* _Short problem 1_:
Return every line of the listing that contains the string "photo". Case counts.

[Start Text excerpt]

Code Reviews and Bad Habits - krallja
http://bitquabit.com/post/code-reviews-and-bad-habits/

======
js2
I couldn't disagree more.

First of all, Gerrit groups the related commits together in two ways:

1) As a list of dependencies: "This commit depends on; this commit is depended
on by."

2) If you develop your feature on a topic branch (and you should), when you
push the commits to gerrit you can (and should) specify the topic. The related
changes are then grouped by topic. ("git push origin
HEAD:refs/for/master/topic_name")

Second, the reason this workflow is superior is that it requires each commit
to be individually reviewed (and hopefully verified), and what ends up getting
merged is a clean topic branch, with no bad commits.

Contrast this to the other workflow, and I'll use GitHub's Pull Request as the
example. Typically what's reviewed is not the individual commits on a topic
branch, but rather just the diff between the tip of that branch and the merge
base between it and where it's to be merged. In this workflow the individual
commits are often not even looked at. So you can have this series of commits
on a topic branch:

    
    
       1. Commit A
       2. Fixup to commit A
       3. Commit B
       4. Commit C
       5. Fixup to commit B
    

When reviewing that in GitHub, you'd typically just review the total diff
introduced by all 5 commits, and if it looks good, you merge all 5. Also,
typically the CI system builds just 5 or the result of 5 merged into its
destination branch. So now your history has the two fixup commits in it that
don't belong there.

[End Text excerpt]

* _Short problem 2_:
Answer these questions on the code review thread:
(a) In which two ways does Gerrit group related commits?
(b) What is used as the example of the other workflow?
(c) How many fixup commits end up in the history in the example series?

[Start Provided data]

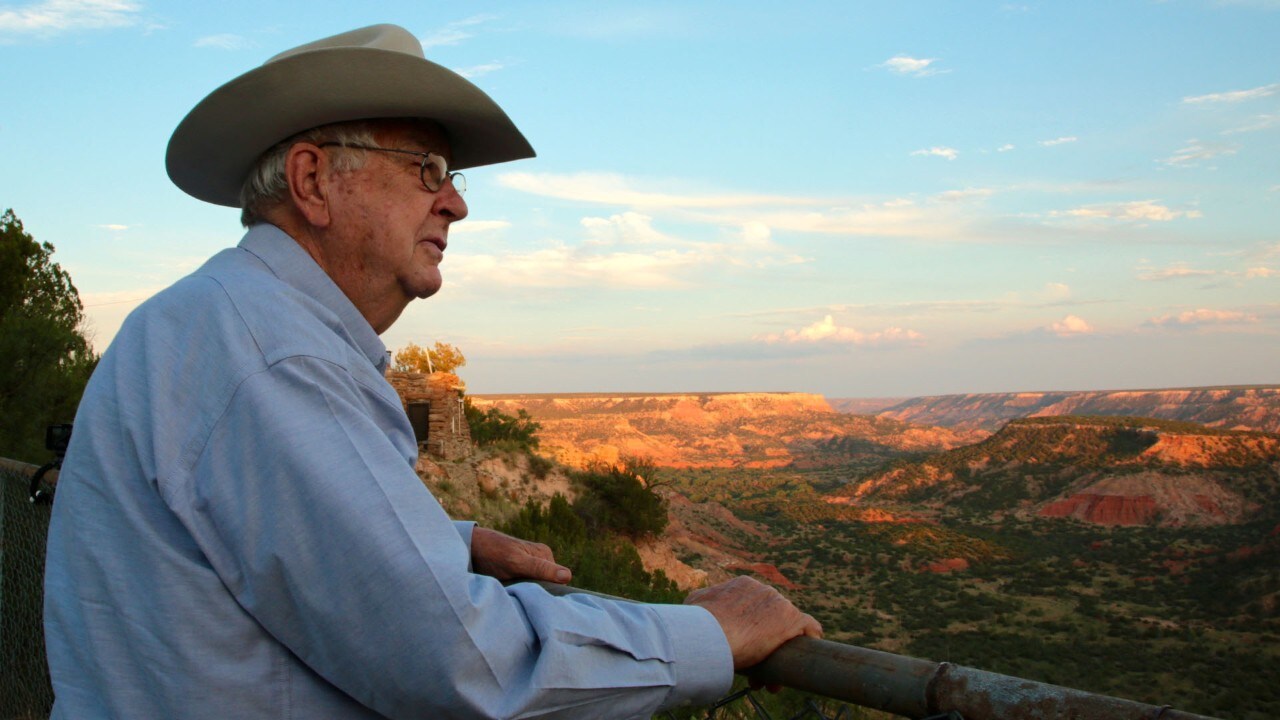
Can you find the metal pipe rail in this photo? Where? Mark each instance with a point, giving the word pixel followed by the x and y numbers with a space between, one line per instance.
pixel 894 683
pixel 922 688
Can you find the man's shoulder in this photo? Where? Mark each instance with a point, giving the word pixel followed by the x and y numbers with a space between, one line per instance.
pixel 234 302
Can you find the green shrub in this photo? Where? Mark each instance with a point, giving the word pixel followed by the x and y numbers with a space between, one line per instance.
pixel 494 427
pixel 615 497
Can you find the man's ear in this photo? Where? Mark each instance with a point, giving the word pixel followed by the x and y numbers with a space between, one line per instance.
pixel 306 169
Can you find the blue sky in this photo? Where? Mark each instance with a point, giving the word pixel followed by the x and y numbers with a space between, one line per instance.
pixel 855 199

[End Provided data]

* _Correct answer 1_:
Can you find the metal pipe rail in this photo? Where? Mark each instance with a point, giving the word pixel followed by the x and y numbers with a space between, one line per instance.
Can you find the man's shoulder in this photo? Where? Mark each instance with a point, giving the word pixel followed by the x and y numbers with a space between, one line per instance.
Can you find the green shrub in this photo? Where? Mark each instance with a point, giving the word pixel followed by the x and y numbers with a space between, one line per instance.
Can you find the man's ear in this photo? Where? Mark each instance with a point, giving the word pixel followed by the x and y numbers with a space between, one line per instance.
Can you find the blue sky in this photo? Where? Mark each instance with a point, giving the word pixel followed by the x and y numbers with a space between, one line per instance.

* _Correct answer 2_:
(a) As a list of dependencies, and by topic when the topic is specified on push.
(b) GitHub's Pull Request.
(c) Two.